╭─ Data entries
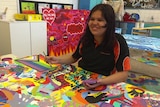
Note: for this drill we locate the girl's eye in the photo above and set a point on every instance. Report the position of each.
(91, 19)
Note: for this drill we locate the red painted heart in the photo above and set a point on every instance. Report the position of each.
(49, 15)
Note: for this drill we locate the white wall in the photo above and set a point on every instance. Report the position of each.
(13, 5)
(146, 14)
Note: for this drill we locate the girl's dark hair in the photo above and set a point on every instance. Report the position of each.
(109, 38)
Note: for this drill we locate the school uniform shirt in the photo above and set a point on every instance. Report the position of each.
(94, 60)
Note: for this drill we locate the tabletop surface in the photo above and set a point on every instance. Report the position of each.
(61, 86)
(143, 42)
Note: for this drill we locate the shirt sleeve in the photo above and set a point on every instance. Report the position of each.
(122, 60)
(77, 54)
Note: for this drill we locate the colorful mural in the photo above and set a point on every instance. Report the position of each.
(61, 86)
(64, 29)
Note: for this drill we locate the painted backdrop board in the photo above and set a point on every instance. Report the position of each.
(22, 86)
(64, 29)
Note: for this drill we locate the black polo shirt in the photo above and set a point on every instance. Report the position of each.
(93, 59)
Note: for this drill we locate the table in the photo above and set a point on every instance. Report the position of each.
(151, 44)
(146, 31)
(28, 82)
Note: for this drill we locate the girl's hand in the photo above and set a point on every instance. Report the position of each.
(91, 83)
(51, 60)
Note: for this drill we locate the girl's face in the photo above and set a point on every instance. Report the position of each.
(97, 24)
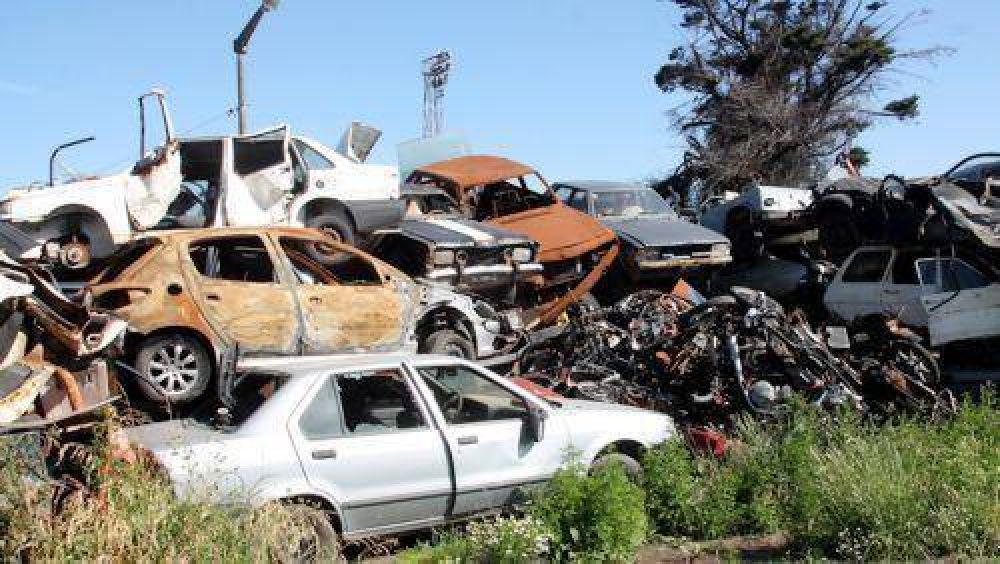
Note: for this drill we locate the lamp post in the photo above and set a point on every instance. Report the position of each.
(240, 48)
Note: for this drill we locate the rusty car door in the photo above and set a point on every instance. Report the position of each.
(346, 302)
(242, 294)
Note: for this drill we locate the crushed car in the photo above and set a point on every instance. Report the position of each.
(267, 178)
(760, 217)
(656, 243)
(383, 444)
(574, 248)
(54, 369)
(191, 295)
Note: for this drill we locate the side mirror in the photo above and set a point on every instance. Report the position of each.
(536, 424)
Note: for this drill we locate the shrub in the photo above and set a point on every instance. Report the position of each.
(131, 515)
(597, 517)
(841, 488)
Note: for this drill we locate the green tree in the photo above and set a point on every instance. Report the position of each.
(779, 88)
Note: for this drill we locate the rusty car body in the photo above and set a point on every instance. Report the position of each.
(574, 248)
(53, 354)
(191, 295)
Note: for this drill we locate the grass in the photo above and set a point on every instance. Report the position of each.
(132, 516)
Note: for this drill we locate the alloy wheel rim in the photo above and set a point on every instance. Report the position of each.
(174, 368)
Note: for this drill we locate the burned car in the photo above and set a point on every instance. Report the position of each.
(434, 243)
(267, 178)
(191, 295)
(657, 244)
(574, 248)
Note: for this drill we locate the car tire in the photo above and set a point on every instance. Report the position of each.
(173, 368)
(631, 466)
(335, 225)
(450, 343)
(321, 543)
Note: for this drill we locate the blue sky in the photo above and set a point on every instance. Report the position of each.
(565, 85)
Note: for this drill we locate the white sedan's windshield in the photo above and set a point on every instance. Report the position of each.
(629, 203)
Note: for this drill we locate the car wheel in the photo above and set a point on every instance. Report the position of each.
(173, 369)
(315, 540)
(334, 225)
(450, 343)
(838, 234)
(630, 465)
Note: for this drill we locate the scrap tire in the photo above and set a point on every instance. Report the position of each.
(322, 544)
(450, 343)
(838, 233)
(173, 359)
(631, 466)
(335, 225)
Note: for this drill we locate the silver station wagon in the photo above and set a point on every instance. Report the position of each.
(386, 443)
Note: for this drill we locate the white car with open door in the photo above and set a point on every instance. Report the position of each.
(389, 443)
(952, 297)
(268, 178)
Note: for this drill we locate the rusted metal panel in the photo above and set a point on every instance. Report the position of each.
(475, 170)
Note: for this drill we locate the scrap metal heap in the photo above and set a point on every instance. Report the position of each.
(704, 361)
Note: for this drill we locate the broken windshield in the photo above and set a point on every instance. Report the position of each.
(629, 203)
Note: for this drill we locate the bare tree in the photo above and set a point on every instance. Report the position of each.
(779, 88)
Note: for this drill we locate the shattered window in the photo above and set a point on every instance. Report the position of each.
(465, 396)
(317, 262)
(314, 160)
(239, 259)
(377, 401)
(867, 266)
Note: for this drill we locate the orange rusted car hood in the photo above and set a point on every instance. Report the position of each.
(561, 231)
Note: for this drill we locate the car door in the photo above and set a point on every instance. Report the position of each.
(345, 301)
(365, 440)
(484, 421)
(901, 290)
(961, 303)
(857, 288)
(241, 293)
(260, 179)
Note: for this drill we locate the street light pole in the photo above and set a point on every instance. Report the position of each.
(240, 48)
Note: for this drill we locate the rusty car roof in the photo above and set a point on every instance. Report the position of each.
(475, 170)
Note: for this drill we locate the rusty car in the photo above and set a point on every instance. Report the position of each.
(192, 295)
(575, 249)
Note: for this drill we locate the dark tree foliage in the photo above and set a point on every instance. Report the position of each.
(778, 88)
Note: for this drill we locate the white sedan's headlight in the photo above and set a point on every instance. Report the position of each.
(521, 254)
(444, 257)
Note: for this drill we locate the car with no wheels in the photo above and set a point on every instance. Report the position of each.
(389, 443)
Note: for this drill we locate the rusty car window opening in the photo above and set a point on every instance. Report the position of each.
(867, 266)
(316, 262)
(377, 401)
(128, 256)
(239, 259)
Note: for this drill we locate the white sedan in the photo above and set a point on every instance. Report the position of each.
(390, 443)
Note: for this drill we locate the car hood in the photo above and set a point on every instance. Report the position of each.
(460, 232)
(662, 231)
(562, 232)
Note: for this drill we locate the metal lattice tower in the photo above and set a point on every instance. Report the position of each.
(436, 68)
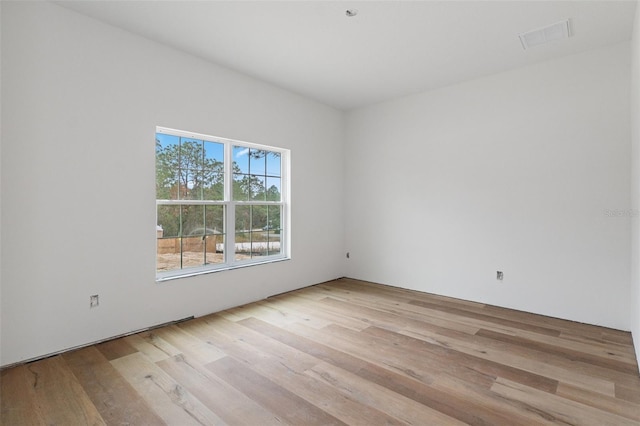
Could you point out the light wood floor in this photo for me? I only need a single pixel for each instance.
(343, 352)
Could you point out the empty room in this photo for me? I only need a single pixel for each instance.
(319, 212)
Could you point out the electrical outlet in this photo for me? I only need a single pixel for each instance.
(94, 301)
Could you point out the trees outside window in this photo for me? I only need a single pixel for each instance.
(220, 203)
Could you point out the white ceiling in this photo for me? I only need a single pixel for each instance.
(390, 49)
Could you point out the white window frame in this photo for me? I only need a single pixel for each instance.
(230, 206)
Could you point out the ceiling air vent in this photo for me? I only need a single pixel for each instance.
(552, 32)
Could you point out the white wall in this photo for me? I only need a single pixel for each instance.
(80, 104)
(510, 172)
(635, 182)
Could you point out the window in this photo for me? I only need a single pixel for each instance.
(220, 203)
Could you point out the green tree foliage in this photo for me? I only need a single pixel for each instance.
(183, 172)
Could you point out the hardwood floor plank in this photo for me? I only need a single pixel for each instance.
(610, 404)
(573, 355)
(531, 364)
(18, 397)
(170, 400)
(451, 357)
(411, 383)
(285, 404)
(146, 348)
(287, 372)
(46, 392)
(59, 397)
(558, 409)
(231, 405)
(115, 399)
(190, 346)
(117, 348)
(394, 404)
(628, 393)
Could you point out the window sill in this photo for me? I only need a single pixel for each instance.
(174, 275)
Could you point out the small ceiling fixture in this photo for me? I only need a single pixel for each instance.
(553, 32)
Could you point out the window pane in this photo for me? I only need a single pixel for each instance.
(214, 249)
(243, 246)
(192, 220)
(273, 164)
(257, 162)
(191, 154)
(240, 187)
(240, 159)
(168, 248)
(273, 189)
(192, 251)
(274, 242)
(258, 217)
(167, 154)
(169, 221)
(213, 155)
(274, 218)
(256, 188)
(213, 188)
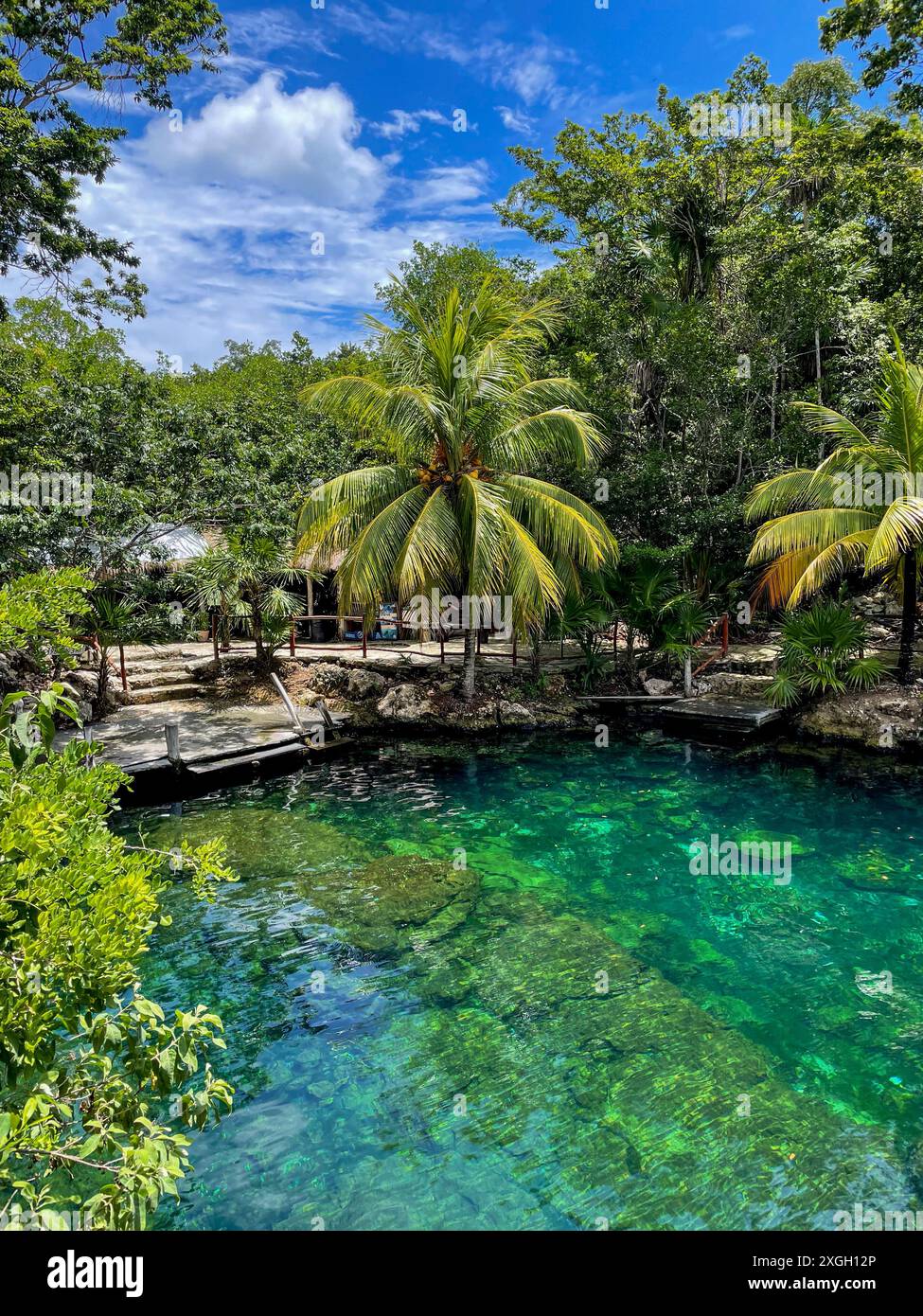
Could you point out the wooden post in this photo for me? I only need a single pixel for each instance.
╰─
- **Exercise requirements**: Rewrite the lines from the one containing "Could you point out the hardwood" through the last line, changing "photo" to "image" and leaving everything else unchanged. Omit the picture lines from your answer.

- **The answer**:
Could you point out the hardwood floor plank in this image for me? I only need a single pixel for each instance.
(610, 404)
(573, 355)
(531, 364)
(18, 397)
(170, 400)
(451, 357)
(411, 383)
(285, 404)
(146, 348)
(287, 372)
(46, 392)
(59, 397)
(558, 409)
(231, 405)
(115, 399)
(190, 346)
(117, 348)
(394, 404)
(628, 393)
Could you point out the window sill in this image for me? I only need a single pixel for each instance.
(174, 275)
Could you point out the small ceiling fixture in this image for me? I only need a single pixel for each instance.
(553, 32)
Could you point out the window pane in this image for me? I only need a single pixel for each instance.
(214, 249)
(243, 246)
(192, 220)
(273, 164)
(257, 162)
(191, 154)
(240, 187)
(240, 159)
(168, 248)
(273, 189)
(192, 251)
(274, 242)
(258, 217)
(167, 154)
(169, 221)
(213, 155)
(274, 218)
(256, 188)
(213, 188)
Could you point out the wooden post in this image for me? I only need a single pixel for each instance.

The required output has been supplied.